begin EXTRACT TO READ

I have just sat down and perused the 'Notice de functionment de la centrale equipant le motor-home Pilote' and I still havent got a clue.

I think I may go and get it translated

Anyhow, it's been a good day today on many levels


----------



## 96088 (Aug 22, 2005)

Hi Folks

I'm not about to bring more electrical problems to this list, in fact hopefully the opposite.

Maybe it will benefit another reader in the future

Anybody who followed this thread a few weeks back would have been treated to the experience of George being baffled by an electrical problem. (He hasn't been seen since :? ).

Anyhow, the problem resurfaced and I had to revisit it, I was never comfortable that just wiggling a few spade end connectors on the 3 way switch was the solution...although it appeared to work.

The problem would only arise after the van had been hooked up. I took the box apart and watched what happend when 230v was connected and then unconnected. There is a relay (I think that is what it is called) with a little electromagnet and gate (excuse the terminology). This opened and closed with an audible click when everything was ok, and didn't when the 12v failed. This was the dodgy connection I was looking for and it is now fixed and I'm feeling a bit chuffed at finding the solution 

The relay can be seen in the pictures below in the top righthand corner of the box, behind the green and white wires

The next picture is a close up of the relay.


----------



## cabby (May 14, 2005)

have just read this thread, did i not notice that Ken5, i think it was, mentioned that the Pilote agent said that the fault would be a relay.no one seemed to take any notice, was it overlooked. sorry still in my GOM mood,
run out of ginger biscuits.


----------



## 96088 (Aug 22, 2005)

No it wasn't overlooked

I did say to Ken that I would have to increase my understanding before I dared to open the box.

Also to be fair to myself, Ken did say in a later message that as the battery was charging it wasnt going to be the relay.

That didn't stop me looking there in the end though, so thanks to Ken for that.


----------

end EXTRACT TO READ
begin SUPPLIED DATA

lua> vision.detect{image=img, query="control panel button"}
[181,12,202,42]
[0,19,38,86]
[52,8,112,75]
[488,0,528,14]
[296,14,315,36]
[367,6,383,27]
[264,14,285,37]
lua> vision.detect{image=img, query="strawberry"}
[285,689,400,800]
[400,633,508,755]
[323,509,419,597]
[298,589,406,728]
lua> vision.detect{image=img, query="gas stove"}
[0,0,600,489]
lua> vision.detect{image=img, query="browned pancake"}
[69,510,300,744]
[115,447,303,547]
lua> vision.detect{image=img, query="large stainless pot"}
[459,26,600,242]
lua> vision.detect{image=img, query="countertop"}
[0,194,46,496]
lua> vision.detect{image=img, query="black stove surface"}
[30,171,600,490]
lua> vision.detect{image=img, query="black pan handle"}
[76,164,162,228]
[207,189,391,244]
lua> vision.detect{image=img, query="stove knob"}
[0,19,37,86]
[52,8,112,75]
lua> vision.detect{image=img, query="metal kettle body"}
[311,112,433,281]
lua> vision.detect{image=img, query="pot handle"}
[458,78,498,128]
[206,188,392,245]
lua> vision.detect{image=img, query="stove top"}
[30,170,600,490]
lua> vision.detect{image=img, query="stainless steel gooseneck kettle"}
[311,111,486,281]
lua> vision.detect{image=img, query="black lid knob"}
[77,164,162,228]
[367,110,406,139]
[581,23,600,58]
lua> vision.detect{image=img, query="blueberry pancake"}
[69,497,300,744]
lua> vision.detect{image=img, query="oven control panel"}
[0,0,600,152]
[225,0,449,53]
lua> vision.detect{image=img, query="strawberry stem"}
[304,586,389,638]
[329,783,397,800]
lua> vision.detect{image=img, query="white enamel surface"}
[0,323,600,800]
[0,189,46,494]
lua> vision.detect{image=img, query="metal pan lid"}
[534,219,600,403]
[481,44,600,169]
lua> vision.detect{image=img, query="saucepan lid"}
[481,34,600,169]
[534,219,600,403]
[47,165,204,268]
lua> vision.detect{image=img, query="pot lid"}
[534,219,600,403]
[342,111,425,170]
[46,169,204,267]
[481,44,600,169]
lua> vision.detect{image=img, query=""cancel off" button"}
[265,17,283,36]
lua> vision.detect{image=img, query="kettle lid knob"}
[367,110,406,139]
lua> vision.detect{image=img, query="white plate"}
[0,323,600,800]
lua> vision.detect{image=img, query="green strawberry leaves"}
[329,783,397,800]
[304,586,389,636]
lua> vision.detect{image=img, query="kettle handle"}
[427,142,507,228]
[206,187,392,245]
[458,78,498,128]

end SUPPLIED DATA
begin SUPPLIED DATA

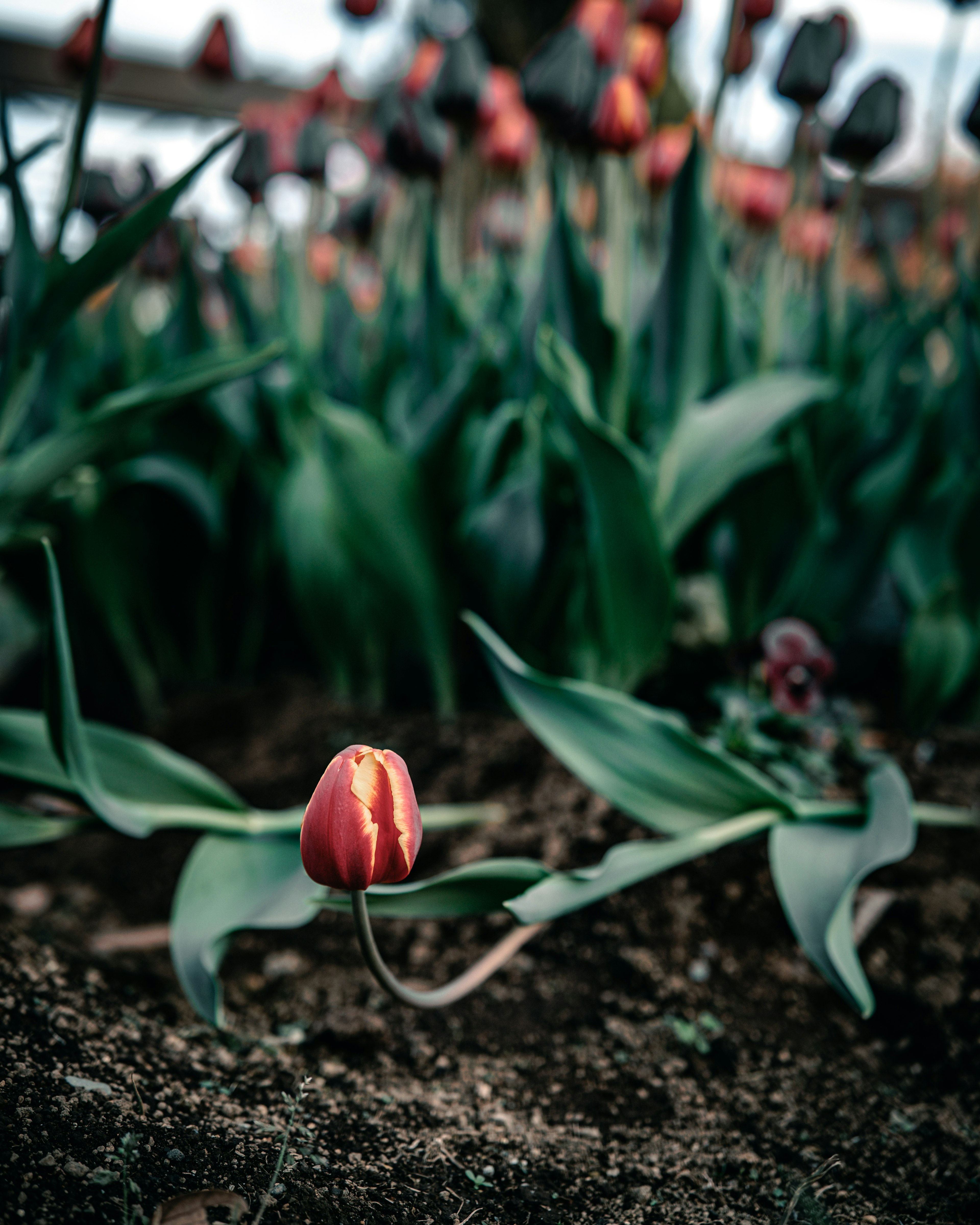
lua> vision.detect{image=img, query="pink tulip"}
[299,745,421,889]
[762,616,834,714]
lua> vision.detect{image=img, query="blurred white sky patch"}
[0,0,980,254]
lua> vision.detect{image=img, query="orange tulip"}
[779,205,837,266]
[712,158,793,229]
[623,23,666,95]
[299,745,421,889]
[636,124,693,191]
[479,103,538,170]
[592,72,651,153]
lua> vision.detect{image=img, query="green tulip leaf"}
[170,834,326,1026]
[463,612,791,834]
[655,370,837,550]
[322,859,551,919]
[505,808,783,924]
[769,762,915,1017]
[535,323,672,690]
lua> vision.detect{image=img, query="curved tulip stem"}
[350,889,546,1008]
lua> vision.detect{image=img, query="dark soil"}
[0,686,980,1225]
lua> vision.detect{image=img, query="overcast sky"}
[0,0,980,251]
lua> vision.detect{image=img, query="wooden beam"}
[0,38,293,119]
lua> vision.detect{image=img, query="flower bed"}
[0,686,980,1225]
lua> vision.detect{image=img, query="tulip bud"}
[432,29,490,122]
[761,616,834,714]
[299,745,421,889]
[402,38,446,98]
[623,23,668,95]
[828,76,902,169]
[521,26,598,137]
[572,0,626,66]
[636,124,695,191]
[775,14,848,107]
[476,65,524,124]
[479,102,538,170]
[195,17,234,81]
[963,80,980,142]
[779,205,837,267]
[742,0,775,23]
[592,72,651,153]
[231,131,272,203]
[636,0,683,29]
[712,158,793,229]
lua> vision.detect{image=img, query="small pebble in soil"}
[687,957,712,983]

end SUPPLIED DATA
begin SUPPLIED DATA

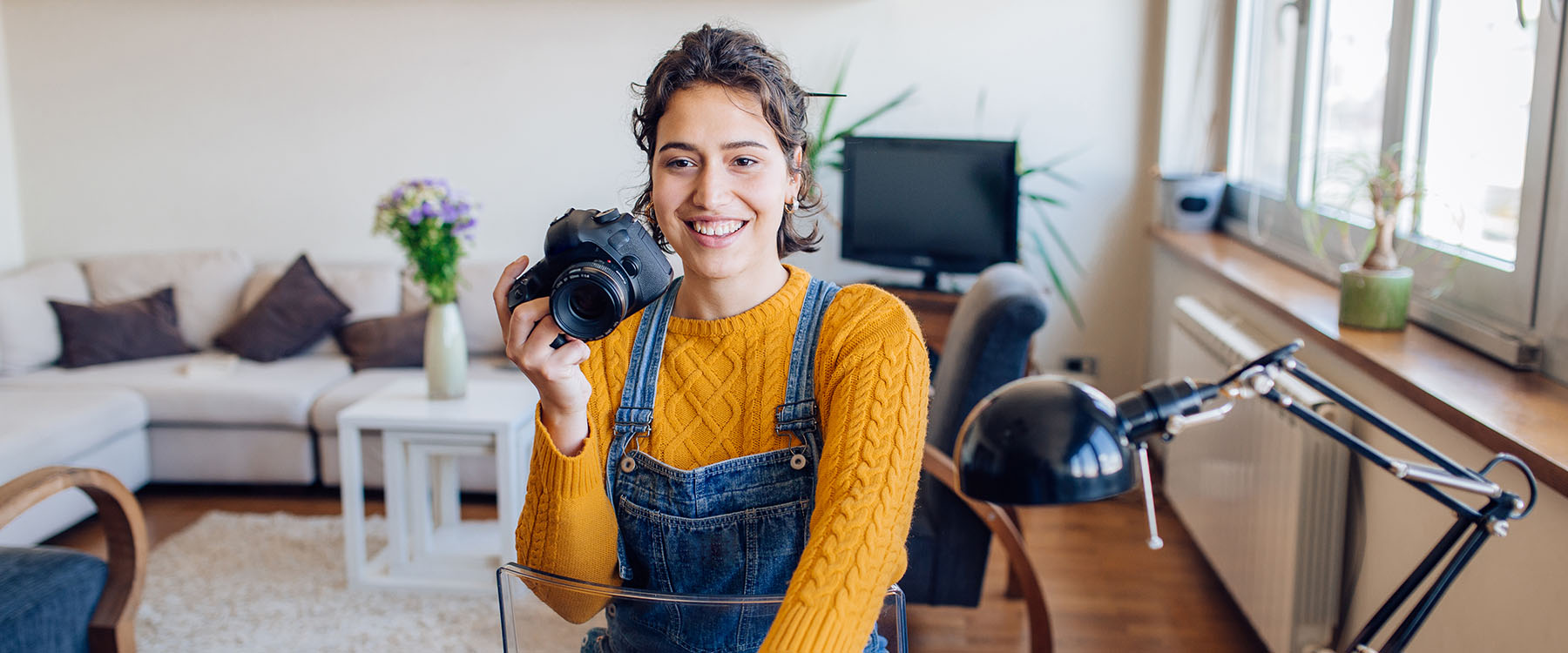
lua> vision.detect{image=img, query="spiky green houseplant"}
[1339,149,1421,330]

end SUPPLIED DATA

TO DO:
1 > Set down the part of the motor-home wiring thread above word for word, beginning at the words "I'm not about" and stopping after the words "appeared to work.".
2 > According to the motor-home wiring thread above, where in the box can the relay be seen in the pictures?

RESULTS OF THE TASKS:
1 >
I'm not about to bring more electrical problems to this list, in fact hopefully the opposite.

Maybe it will benefit another reader in the future

Anybody who followed this thread a few weeks back would have been treated to the experience of George being baffled by an electrical problem. (He hasn't been seen since :? ).

Anyhow, the problem resurfaced and I had to revisit it, I was never comfortable that just wiggling a few spade end connectors on the 3 way switch was the solution...although it appeared to work.

2 > In the top right-hand corner of the box, behind the green and white wires.